▸ **Required work**:
(1) Answer these questions about the startup notes:
(a) What kind of investors do the notes say to look for?
(b) What must founders be paid as employees of the company?
(c) What form do the notes say you need to provide to contractors?
(2) Continue the startup notes outline, starting after its last line.

▸ **Quoted passage**:
********************
      • Investors need to be savvy and understand the risk associated with their investment- look for accredited investors
        • Your uncle that let you borrow $10k might get disenchanted and want it back
  • Investor requests – the burden is on YOU to know what the investor is asking for and what you are getting yourself into
    • Board Seat – you want to say know. Make sure if you do it, that they will add value to your company
    • Advisors – everyone wants to give startups advice. Investors will be a de-facto advisor. you should not have to give them additional shares or money because the investor already does have skin in the game and should want the company to succeed because of their investment. Asking for additional shares is just them looking for a freebie.
    • Pro-Rata rights – right to maintain % of share in a company by offering them rights to buy them in order to avoid dilution. The biggest issue for founders is that it will almost always result in the dilution of their ownership as well
    • Information rights – Investors always want information. It is a good thing to give investors monthly updates, but watch out for over-reach if they want weekly updates or budget, etc.
  • Company Expenses
    • What is a business expense?
      • Paying employees, hosting costs, office expenses
        • You can write business expenses off on a tax return
        • The company will have its own bank account that you will have to keep separate from your own.
        • The investors gave you money and trust you to use it to make the company a success
    • Keeping track of expenses
      • Keep all of the receipts to understand what are and what are not business expenses
  • Doing Business
    • Founder employment
      • Founders are employees of the company and must be paid wages/salary
        • Working for free is against the law- even for founders
        • Run lean (minimum wage)
      • Set up a payroll service, you need to pay your payroll taxes
    • Hiring and firing – your co-founders can fire you
      • Unpaid wages become leverage – a fired founder
      • Avoid problems by…
        • paying your co-founders
        • Paying yourself
        • Paying your payroll taxes
    • Hiring your employees
      • Paperwork
      • Consultant vs. employee
        • There are subtle differences:
          • Both an employee and contractor will sign documents assigning any IP they create to the company they are working for
            • Contractors will sign a consulting agreement, not withhold taxes, but you need to provide a 1099
            • Employee will sign an IP assignment agreement. But the company will pay taxes, is responsible for paying those over to the founders.
********************
Point-per-instance localization data:
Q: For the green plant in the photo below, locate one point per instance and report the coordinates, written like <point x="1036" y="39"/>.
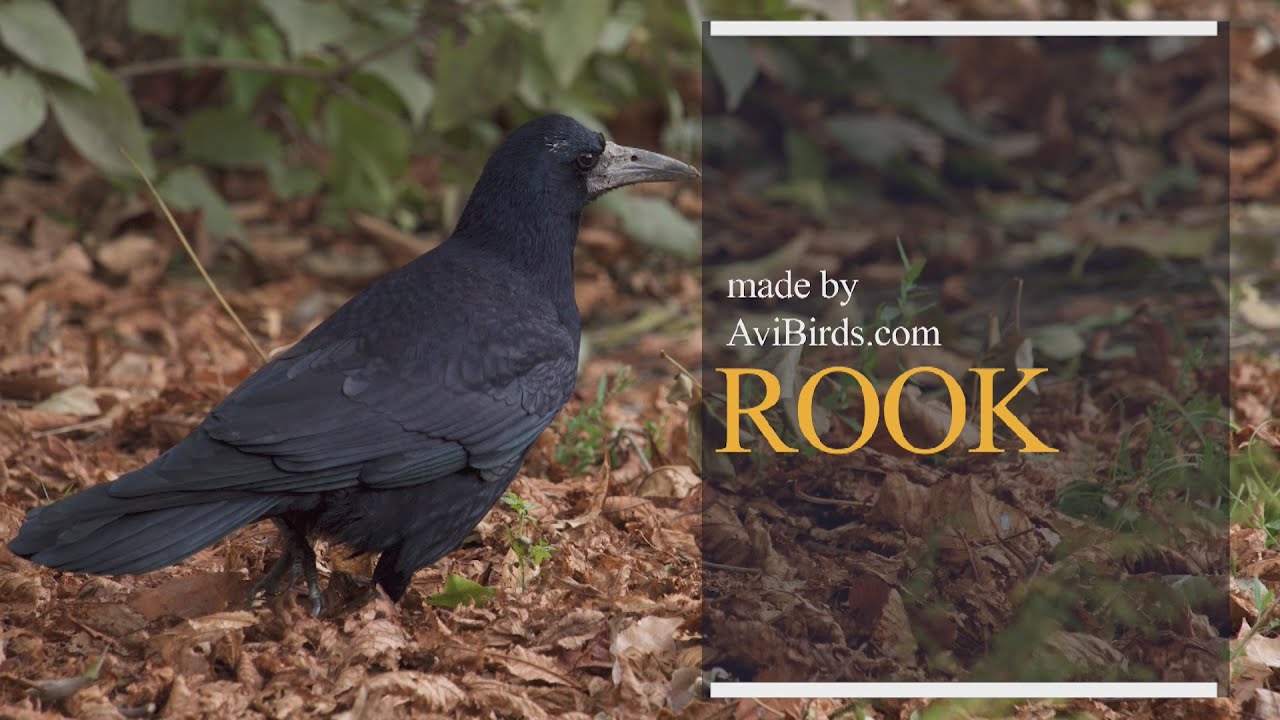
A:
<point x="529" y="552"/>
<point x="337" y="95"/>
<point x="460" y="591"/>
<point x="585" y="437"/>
********************
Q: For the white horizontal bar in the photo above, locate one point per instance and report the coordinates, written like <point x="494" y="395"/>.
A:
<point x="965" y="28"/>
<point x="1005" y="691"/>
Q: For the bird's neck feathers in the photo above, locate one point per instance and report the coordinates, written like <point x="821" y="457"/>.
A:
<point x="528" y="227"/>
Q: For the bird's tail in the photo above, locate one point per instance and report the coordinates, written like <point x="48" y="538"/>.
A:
********************
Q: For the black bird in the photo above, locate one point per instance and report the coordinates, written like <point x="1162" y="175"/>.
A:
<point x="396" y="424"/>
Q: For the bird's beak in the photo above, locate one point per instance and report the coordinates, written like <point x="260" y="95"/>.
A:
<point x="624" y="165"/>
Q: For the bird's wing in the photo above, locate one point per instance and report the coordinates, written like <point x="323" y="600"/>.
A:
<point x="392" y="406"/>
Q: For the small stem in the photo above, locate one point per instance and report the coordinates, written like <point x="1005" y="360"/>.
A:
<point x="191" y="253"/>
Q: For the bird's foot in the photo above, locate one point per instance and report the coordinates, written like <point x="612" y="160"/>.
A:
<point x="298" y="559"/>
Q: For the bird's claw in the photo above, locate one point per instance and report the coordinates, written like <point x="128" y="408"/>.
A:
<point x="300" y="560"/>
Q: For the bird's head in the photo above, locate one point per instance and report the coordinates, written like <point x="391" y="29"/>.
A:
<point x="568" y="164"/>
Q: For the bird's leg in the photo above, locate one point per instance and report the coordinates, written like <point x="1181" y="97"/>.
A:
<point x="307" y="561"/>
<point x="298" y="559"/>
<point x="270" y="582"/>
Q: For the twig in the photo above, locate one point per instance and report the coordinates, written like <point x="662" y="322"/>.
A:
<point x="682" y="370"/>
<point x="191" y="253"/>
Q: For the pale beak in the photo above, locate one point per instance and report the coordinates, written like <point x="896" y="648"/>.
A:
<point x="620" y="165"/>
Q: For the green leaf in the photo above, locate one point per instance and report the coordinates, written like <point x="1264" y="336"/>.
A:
********************
▸ **Results**:
(1)
(a) Accredited investors.
(b) Wages/salary.
(c) A 1099.

(2)
            • Employees MUST also be paid a wage, they cannot make less than minimum wage and they cannot just take equity.
              • You must pay all required fees: workers compensation fees
              • You need to see proof that the employee is approved to work in the U.S.
              • Just use a Payroll service provider
      • Equity for employees
  • Firing Employees – “you are not a real founder until you have had to fire somebody.” You have to do what is right for the company vs. what is easily
    • Fire quickly – don’t let a bad employee linger. If a bad employee stays around too long, it can create toxic
    • Communicate effectively – do not elaborate. don’t rationalize, don’t apoligize. Just say “we are letting you go”. Have a 3rd party present.
    • Pay wages/salary up to the point of termination (and accrued vacation)
    • Eliminate access
    • Repurchase unvested stock
  • Legitimacy
    • Know your key metrics
    • Balance sheet and income statements
    • Tax returns


  • How to search for an accountant, how to do this?
    • Bookkeeper vs. accountant – tax returns have to be prepared annually by an accountant – it is not worth the founders’ time
    • How to find one? Recommendations from people. It is best to deal with people that are used to dealing with startups.
  • Budget for incorporating? If you use Clerky – it is in the hudreds of dollars, not the thousands. Don’t waste a lot of money on it. Once you get moving on, it will dictate the level of legal costs. Clerky has a lot – past just the incorporation, they are a great resource.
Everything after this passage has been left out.